**WORK TO BE COMPLETED:** Retype everything in the entries that follow, exactly as shown.

**DATA FOR REVIEW:**

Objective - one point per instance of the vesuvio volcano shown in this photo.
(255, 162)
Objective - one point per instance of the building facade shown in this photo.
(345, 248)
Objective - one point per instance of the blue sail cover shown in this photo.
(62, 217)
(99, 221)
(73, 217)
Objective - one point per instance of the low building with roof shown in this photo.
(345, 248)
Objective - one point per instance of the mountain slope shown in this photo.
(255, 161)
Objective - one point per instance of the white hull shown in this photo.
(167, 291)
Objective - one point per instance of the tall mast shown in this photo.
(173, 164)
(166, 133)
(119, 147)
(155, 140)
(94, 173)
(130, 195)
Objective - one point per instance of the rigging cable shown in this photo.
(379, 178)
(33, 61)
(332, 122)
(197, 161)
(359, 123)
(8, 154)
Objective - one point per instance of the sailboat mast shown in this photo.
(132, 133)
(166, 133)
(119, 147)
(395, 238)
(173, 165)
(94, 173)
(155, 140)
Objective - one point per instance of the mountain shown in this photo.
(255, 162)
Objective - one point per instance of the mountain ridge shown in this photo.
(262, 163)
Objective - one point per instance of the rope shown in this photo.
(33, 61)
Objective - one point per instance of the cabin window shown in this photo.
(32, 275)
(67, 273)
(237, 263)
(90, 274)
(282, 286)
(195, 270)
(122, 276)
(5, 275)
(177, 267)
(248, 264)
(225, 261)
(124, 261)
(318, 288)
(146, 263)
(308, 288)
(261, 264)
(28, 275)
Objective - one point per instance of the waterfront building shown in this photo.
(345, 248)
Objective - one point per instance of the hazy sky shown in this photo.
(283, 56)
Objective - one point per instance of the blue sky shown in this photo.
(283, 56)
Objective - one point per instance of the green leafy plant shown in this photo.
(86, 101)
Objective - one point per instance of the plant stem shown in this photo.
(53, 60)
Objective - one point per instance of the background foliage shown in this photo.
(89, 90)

**RESULT FOR THIS EXERCISE:**
Objective - one point per instance of the vesuvio volcano shown in this photo.
(255, 162)
Objective - one point per instance of the building facade shown in this photo.
(345, 248)
Objective - one point per instance of the blue sail cover shown in this photo.
(62, 217)
(99, 221)
(73, 217)
Objective - one point per instance of the low building with roof shown in this photo.
(345, 248)
Objective - one point per instance of the mountain slope shown in this photo.
(255, 161)
Objective - one point per instance of the white hull shown in this photo.
(167, 291)
Objective - one point per instance of the tall mast shown in this photo.
(173, 164)
(166, 133)
(119, 147)
(155, 140)
(94, 173)
(130, 195)
Objective - one point per instance of the rigging cable shown in this photo.
(379, 178)
(33, 61)
(332, 122)
(197, 161)
(359, 123)
(8, 154)
Objective - one point per instance of the sailboat mast shown in this photo.
(132, 133)
(166, 133)
(119, 147)
(395, 238)
(173, 165)
(94, 173)
(155, 140)
Objective - one point per instance of the mountain shown in this photo.
(255, 162)
Objective - one point per instance of the mountain ridge shown in this photo.
(262, 163)
Objective - one point per instance of the rope shown in this photo.
(33, 61)
Objective - one point per instance of the cabin window shown in this photo.
(32, 275)
(67, 273)
(237, 263)
(90, 274)
(282, 286)
(195, 270)
(122, 276)
(5, 275)
(177, 267)
(248, 264)
(225, 261)
(124, 261)
(318, 288)
(146, 263)
(308, 288)
(261, 264)
(28, 275)
Objective - one point per instance of the waterfront building shown in this photo.
(345, 248)
Objective - one point per instance of the hazy sky shown in this photo.
(283, 56)
Objective - one point per instance of the blue sky shown in this photo.
(283, 56)
Objective - one point per instance of the green leafy plant shown in this photo.
(86, 101)
Objective - one point per instance of the plant stem shown in this photo.
(53, 60)
Objective - one point per instance of the background foliage shown in this photo.
(89, 90)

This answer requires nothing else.